> TO BE DONE: Retype the lines below word for word, starting with the line that contains "Consider the photo above. Spot each instance of the paved" and continuing through the final line, with both included.

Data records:
begin
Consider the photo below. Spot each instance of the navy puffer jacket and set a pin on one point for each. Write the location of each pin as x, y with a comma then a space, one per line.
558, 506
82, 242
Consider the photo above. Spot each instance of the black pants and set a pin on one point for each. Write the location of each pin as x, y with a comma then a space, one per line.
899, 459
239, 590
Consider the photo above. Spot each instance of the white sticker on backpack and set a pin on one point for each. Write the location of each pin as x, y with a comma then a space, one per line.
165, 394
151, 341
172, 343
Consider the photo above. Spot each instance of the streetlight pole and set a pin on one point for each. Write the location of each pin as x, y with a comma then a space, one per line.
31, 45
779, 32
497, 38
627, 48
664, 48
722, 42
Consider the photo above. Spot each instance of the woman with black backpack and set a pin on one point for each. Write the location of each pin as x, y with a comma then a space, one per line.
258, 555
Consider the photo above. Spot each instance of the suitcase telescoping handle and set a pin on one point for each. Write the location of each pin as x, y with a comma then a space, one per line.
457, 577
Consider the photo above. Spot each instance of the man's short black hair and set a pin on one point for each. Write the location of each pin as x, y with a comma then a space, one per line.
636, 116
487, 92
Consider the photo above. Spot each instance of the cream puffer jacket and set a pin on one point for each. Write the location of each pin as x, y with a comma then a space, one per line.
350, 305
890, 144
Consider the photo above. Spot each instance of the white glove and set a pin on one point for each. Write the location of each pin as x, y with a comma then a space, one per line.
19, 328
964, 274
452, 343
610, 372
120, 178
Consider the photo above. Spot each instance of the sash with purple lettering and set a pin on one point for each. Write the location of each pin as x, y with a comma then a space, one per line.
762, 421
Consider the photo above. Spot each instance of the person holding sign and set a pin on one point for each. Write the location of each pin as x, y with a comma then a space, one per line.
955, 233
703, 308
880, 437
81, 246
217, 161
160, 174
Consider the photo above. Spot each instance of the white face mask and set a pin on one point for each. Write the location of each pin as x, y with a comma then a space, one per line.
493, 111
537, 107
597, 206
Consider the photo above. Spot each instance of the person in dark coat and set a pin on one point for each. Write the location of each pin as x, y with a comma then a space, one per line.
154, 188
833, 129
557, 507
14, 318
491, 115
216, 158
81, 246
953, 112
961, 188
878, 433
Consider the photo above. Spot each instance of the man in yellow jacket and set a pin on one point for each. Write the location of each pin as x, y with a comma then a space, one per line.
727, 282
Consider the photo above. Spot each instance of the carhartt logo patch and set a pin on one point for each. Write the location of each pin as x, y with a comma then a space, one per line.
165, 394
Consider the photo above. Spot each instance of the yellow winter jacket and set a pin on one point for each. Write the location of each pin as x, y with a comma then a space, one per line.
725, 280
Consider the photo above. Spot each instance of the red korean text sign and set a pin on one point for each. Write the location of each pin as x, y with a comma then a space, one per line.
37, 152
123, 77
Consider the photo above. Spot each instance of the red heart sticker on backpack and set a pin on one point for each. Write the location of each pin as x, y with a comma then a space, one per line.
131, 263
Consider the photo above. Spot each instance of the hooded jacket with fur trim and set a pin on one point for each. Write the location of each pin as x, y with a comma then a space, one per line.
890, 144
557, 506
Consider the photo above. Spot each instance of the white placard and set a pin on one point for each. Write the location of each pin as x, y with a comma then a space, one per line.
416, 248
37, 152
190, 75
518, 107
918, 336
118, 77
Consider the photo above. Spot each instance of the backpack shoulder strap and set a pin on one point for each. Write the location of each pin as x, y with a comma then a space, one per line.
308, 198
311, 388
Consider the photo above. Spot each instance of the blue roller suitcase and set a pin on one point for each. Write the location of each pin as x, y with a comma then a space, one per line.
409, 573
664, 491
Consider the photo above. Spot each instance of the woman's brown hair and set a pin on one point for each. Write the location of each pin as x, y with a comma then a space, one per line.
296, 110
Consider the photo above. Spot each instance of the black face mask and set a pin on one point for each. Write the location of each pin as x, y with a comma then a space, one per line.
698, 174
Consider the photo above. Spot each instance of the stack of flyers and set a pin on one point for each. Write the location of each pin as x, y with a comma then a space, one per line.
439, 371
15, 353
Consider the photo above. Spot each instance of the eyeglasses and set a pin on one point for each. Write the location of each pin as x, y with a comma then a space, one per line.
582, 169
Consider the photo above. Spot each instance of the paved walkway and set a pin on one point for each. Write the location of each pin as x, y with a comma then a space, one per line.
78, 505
end
> TASK ANSWER:
Consider the photo above. Spot each instance of the paved walkway and set a pin on one point for each. Write the location of each pin as x, y with a comma then a space, one per line.
78, 505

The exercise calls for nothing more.